**Dataset:**

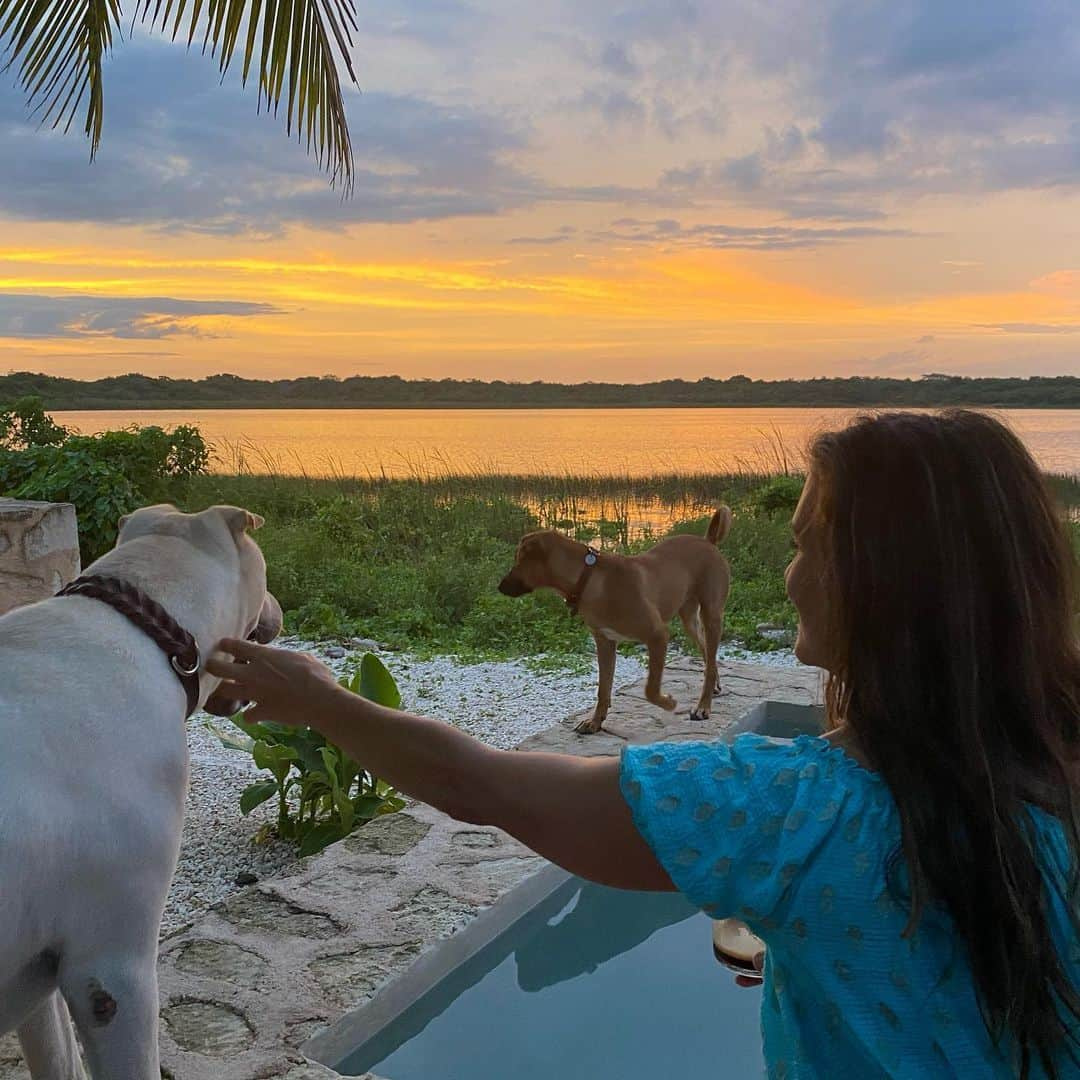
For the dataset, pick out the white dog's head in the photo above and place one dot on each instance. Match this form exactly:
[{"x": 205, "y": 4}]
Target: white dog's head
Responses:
[{"x": 221, "y": 532}]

**Task instructions:**
Rewrite every entry above in full, requests included, but leave out the pictures. Shift each point coordinate in the answers by adding 62 to it, and keep the numbers in the format samples unchanged.

**The solution:**
For the dataset, pick out the white dog's head in the photo above and place one dot on each instance. Match this form exactly:
[{"x": 205, "y": 4}]
Target: white dog's head
Responses:
[{"x": 283, "y": 594}]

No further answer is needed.